Requirement: Pick out every line of the data below that contains the word "image", matching case exactly.

Coordinate annotation entries
--- Start ---
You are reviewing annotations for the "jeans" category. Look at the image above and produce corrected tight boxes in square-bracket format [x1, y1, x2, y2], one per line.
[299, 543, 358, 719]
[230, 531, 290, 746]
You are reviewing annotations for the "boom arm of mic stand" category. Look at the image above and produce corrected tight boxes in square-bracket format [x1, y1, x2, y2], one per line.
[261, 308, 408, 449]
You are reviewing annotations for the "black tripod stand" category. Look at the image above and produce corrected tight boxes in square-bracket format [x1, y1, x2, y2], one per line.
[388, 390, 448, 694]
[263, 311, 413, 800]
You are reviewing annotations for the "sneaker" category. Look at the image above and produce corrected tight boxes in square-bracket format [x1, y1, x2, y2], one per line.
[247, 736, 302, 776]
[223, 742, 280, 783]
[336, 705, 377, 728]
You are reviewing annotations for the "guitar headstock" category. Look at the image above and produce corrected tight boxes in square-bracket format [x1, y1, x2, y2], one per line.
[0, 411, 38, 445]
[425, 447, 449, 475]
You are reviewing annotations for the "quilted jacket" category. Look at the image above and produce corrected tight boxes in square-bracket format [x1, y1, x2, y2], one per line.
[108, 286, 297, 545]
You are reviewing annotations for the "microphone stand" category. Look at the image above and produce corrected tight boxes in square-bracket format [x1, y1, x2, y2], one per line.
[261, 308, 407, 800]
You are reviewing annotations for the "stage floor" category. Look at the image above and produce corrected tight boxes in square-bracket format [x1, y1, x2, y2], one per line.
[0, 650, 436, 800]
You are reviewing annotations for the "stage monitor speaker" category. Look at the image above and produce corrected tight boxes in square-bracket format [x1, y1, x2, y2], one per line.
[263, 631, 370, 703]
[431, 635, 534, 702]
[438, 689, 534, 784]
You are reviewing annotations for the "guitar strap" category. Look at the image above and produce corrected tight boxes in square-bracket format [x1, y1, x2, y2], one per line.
--- End ---
Result:
You are reviewing annotations for the "jeans" category. Look at the image above and produce corrected tight boxes in square-bracket format [x1, y1, x2, y2], one per line.
You are reviewing annotations for the "boom arm of mic stand" category. Look at the image above and produce corrected tight boxes in square-bracket format [x1, y1, x2, y2], one per line.
You are reviewing annotations for the "black tripod stand" category. Look at the image above and produce corrected tight boxes in square-bracket format [x1, y1, x2, y2], one per line.
You are reviewing annotations for the "sneaker" category. Look at the image above and produce corrected tight boxes in square-bracket format [x1, y1, x2, y2], one per line.
You are reviewing annotations for the "guitar headstock" category. Look at the image above and produce corrected tight boxes in square-bracket format [x1, y1, x2, y2], one per line.
You are reviewing annotations for the "quilted jacket" category. Look at the image above and produce corrected tight boxes in square-bracket format [x1, y1, x2, y2], one per line.
You are reviewing annotations for the "microphone stand" category. Look at the image above and produce corrected tight boxes in square-bracket format [x1, y1, x2, y2], one per line.
You are reviewing annotations for the "stage floor" category. Look at the image above and produce corrected tight boxes in square-bracket format [x1, y1, x2, y2], one per line.
You are reviewing annotations for the "stage monitor speaker" category. Look at the image above and produce corrected tight boxes in square-bracket format [x1, y1, x2, y2], one per line.
You are reviewing annotations for the "guitar strap" category. Look at the image above and produce corrected tight boxes in square-bracket format [x1, y1, x2, y2], one per line.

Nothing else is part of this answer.